* TASK TO COMPLETE:
Line by line, reproduce the material below exactly.

* EXCERPTED RECORDS:
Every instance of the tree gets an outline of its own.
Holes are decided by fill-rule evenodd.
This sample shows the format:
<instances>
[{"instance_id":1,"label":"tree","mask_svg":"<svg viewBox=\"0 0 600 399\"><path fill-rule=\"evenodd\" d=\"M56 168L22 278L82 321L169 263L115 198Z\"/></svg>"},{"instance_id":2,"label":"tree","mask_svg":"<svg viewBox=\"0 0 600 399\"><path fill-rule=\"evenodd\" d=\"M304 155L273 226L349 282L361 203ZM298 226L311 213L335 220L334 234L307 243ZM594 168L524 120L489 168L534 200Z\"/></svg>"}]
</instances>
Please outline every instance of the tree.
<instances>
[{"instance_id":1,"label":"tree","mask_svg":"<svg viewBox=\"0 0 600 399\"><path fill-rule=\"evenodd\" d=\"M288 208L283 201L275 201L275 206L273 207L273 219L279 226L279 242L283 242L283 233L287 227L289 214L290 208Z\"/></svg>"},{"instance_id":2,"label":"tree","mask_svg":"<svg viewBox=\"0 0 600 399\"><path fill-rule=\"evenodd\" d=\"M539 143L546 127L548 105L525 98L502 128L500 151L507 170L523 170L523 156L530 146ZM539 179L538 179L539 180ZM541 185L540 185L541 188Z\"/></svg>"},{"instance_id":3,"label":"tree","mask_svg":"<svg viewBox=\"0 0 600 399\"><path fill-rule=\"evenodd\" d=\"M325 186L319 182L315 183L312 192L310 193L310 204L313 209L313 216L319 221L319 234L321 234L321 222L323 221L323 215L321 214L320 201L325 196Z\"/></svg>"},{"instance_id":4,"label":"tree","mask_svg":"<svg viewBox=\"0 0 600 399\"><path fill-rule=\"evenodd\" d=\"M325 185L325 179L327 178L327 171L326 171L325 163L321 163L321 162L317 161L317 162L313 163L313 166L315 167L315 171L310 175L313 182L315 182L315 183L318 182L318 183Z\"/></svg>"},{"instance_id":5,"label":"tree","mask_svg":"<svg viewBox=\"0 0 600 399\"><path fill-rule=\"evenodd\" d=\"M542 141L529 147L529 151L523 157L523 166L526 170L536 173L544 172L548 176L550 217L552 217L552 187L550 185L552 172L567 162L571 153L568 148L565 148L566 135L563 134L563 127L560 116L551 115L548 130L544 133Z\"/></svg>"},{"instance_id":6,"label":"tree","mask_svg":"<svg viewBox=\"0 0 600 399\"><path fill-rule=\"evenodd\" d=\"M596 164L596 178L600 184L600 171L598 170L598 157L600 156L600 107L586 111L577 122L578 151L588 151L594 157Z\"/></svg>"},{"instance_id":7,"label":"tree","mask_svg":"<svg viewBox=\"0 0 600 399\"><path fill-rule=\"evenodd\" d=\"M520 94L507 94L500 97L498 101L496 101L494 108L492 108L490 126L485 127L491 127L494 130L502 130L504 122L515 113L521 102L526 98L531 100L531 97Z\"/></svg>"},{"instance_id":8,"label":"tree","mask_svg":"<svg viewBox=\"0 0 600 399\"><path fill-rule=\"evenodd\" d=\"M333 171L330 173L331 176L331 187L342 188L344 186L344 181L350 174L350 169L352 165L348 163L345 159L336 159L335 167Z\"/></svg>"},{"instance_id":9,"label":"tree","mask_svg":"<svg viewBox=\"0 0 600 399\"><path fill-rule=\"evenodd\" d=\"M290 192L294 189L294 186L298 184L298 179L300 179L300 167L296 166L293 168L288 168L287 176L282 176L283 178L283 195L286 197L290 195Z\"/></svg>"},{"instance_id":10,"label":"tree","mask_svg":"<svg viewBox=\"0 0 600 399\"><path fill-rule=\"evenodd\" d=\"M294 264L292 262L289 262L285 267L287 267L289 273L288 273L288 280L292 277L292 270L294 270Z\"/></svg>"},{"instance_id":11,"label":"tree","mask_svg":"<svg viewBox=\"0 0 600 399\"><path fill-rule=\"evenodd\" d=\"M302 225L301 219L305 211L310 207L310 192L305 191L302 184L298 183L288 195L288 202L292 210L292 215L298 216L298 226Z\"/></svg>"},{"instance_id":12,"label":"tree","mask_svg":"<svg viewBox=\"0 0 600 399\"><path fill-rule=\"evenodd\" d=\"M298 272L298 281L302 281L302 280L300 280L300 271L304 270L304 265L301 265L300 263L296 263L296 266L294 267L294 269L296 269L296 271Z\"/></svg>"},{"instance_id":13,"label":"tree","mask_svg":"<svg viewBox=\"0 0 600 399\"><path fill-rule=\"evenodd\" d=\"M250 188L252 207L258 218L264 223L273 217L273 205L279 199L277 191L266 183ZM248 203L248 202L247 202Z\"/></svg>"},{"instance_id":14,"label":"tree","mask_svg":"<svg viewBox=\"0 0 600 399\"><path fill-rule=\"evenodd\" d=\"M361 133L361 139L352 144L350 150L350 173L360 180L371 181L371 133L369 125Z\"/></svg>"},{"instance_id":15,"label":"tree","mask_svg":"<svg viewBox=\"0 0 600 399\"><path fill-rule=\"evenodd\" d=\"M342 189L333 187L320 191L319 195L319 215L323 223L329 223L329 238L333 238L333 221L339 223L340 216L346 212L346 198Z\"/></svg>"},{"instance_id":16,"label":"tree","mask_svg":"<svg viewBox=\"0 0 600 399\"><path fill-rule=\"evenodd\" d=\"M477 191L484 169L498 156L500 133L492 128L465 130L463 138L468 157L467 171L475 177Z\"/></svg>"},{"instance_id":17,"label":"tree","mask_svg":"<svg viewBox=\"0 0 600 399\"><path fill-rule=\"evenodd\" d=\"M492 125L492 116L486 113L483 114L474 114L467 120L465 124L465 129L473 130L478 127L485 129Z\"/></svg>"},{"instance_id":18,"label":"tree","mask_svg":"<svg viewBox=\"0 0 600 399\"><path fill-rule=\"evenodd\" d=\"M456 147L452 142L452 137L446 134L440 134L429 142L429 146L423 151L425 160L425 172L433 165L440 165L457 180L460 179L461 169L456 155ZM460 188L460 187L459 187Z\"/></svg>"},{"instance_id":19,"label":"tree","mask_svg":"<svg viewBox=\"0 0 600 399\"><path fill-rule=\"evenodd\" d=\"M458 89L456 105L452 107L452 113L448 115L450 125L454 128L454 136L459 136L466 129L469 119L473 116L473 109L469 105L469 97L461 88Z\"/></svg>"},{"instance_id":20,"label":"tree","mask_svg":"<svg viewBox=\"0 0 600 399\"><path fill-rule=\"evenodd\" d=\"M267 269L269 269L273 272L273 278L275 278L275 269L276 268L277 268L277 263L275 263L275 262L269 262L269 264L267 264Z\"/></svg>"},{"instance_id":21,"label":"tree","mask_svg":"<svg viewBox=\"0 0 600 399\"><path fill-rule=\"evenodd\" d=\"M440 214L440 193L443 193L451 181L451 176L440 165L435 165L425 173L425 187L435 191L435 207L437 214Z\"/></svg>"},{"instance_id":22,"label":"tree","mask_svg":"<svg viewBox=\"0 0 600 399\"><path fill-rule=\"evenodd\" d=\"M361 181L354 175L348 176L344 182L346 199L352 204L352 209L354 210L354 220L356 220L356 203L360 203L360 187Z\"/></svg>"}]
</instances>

* SOLUTION:
Every instance of the tree gets an outline of its own.
Holes are decided by fill-rule evenodd.
This sample shows the format:
<instances>
[{"instance_id":1,"label":"tree","mask_svg":"<svg viewBox=\"0 0 600 399\"><path fill-rule=\"evenodd\" d=\"M56 168L22 278L82 321L169 263L115 198Z\"/></svg>"},{"instance_id":2,"label":"tree","mask_svg":"<svg viewBox=\"0 0 600 399\"><path fill-rule=\"evenodd\" d=\"M304 155L273 226L349 282L361 203ZM298 226L311 213L335 220L334 234L307 243ZM594 168L524 120L489 168L534 200Z\"/></svg>"}]
</instances>
Please outline every instance of the tree.
<instances>
[{"instance_id":1,"label":"tree","mask_svg":"<svg viewBox=\"0 0 600 399\"><path fill-rule=\"evenodd\" d=\"M288 208L283 201L275 201L275 206L273 207L273 219L279 226L279 242L283 242L283 233L287 227L289 214L290 208Z\"/></svg>"},{"instance_id":2,"label":"tree","mask_svg":"<svg viewBox=\"0 0 600 399\"><path fill-rule=\"evenodd\" d=\"M539 143L546 127L548 105L525 98L502 128L500 151L507 170L523 170L523 156L530 146ZM539 179L538 179L539 180ZM541 185L540 185L541 188Z\"/></svg>"},{"instance_id":3,"label":"tree","mask_svg":"<svg viewBox=\"0 0 600 399\"><path fill-rule=\"evenodd\" d=\"M325 186L319 182L315 183L312 192L310 193L310 204L313 209L313 216L319 221L319 234L321 234L321 222L323 221L323 215L321 214L320 201L325 196Z\"/></svg>"},{"instance_id":4,"label":"tree","mask_svg":"<svg viewBox=\"0 0 600 399\"><path fill-rule=\"evenodd\" d=\"M325 185L325 179L327 178L327 171L326 171L325 163L321 163L321 162L317 161L317 162L313 163L313 166L315 167L315 171L310 175L313 182L315 182L315 183L318 182L318 183Z\"/></svg>"},{"instance_id":5,"label":"tree","mask_svg":"<svg viewBox=\"0 0 600 399\"><path fill-rule=\"evenodd\" d=\"M542 141L529 147L529 151L523 157L523 166L526 170L536 173L544 172L548 176L550 217L552 217L552 187L550 185L552 172L567 162L571 153L568 148L565 148L566 135L563 134L563 127L560 116L551 115L548 130L544 133Z\"/></svg>"},{"instance_id":6,"label":"tree","mask_svg":"<svg viewBox=\"0 0 600 399\"><path fill-rule=\"evenodd\" d=\"M596 164L596 178L600 184L600 171L598 170L598 157L600 156L600 107L586 111L577 122L578 151L588 151L594 157Z\"/></svg>"},{"instance_id":7,"label":"tree","mask_svg":"<svg viewBox=\"0 0 600 399\"><path fill-rule=\"evenodd\" d=\"M520 94L507 94L500 97L498 101L496 101L494 108L492 108L490 126L485 127L491 127L494 130L502 130L504 122L515 113L521 102L526 98L531 100L531 97Z\"/></svg>"},{"instance_id":8,"label":"tree","mask_svg":"<svg viewBox=\"0 0 600 399\"><path fill-rule=\"evenodd\" d=\"M333 171L330 173L331 176L331 187L342 188L344 186L344 181L350 174L350 169L352 165L348 163L345 159L336 159L335 167Z\"/></svg>"},{"instance_id":9,"label":"tree","mask_svg":"<svg viewBox=\"0 0 600 399\"><path fill-rule=\"evenodd\" d=\"M290 192L294 189L294 186L298 184L298 179L300 179L300 167L296 166L293 168L288 168L287 176L282 176L283 178L283 195L286 197L290 195Z\"/></svg>"},{"instance_id":10,"label":"tree","mask_svg":"<svg viewBox=\"0 0 600 399\"><path fill-rule=\"evenodd\" d=\"M294 264L292 262L289 262L285 267L287 267L289 273L288 273L288 280L292 277L292 270L294 270Z\"/></svg>"},{"instance_id":11,"label":"tree","mask_svg":"<svg viewBox=\"0 0 600 399\"><path fill-rule=\"evenodd\" d=\"M302 225L301 219L305 211L310 207L310 192L305 191L302 184L298 183L288 195L288 202L292 210L292 215L298 216L298 226Z\"/></svg>"},{"instance_id":12,"label":"tree","mask_svg":"<svg viewBox=\"0 0 600 399\"><path fill-rule=\"evenodd\" d=\"M298 272L298 281L302 281L302 280L300 280L300 271L304 270L304 265L301 265L300 263L296 263L296 266L294 267L294 269L296 269L296 271Z\"/></svg>"},{"instance_id":13,"label":"tree","mask_svg":"<svg viewBox=\"0 0 600 399\"><path fill-rule=\"evenodd\" d=\"M250 188L252 207L258 218L264 223L273 217L273 205L279 199L277 191L266 183ZM248 203L248 202L247 202Z\"/></svg>"},{"instance_id":14,"label":"tree","mask_svg":"<svg viewBox=\"0 0 600 399\"><path fill-rule=\"evenodd\" d=\"M361 133L361 139L352 144L350 150L350 173L360 180L371 181L371 133L369 125Z\"/></svg>"},{"instance_id":15,"label":"tree","mask_svg":"<svg viewBox=\"0 0 600 399\"><path fill-rule=\"evenodd\" d=\"M342 189L333 187L320 191L319 195L319 215L323 223L329 223L329 238L333 238L333 221L339 223L340 216L346 212L346 198Z\"/></svg>"},{"instance_id":16,"label":"tree","mask_svg":"<svg viewBox=\"0 0 600 399\"><path fill-rule=\"evenodd\" d=\"M477 191L484 169L498 156L500 133L492 128L465 130L463 138L468 157L467 171L475 177Z\"/></svg>"},{"instance_id":17,"label":"tree","mask_svg":"<svg viewBox=\"0 0 600 399\"><path fill-rule=\"evenodd\" d=\"M492 125L492 116L486 113L483 114L474 114L467 120L465 124L465 129L473 130L478 127L485 129Z\"/></svg>"},{"instance_id":18,"label":"tree","mask_svg":"<svg viewBox=\"0 0 600 399\"><path fill-rule=\"evenodd\" d=\"M456 147L452 142L452 137L446 134L440 134L429 142L429 146L423 151L425 160L425 172L433 165L440 165L457 180L460 179L461 169L456 155ZM460 188L460 187L459 187Z\"/></svg>"},{"instance_id":19,"label":"tree","mask_svg":"<svg viewBox=\"0 0 600 399\"><path fill-rule=\"evenodd\" d=\"M458 89L456 105L452 107L452 113L448 115L450 125L454 128L454 136L459 136L466 129L469 119L473 116L473 109L469 105L469 97L461 88Z\"/></svg>"},{"instance_id":20,"label":"tree","mask_svg":"<svg viewBox=\"0 0 600 399\"><path fill-rule=\"evenodd\" d=\"M267 269L269 269L273 272L273 278L275 278L275 269L276 268L277 268L277 263L275 263L275 262L269 262L269 264L267 264Z\"/></svg>"},{"instance_id":21,"label":"tree","mask_svg":"<svg viewBox=\"0 0 600 399\"><path fill-rule=\"evenodd\" d=\"M440 214L440 193L443 193L451 181L451 176L440 165L435 165L425 173L425 187L435 191L435 207L437 214Z\"/></svg>"},{"instance_id":22,"label":"tree","mask_svg":"<svg viewBox=\"0 0 600 399\"><path fill-rule=\"evenodd\" d=\"M361 181L354 175L348 176L344 182L346 199L352 204L352 209L354 210L354 220L356 220L356 203L360 203L360 187Z\"/></svg>"}]
</instances>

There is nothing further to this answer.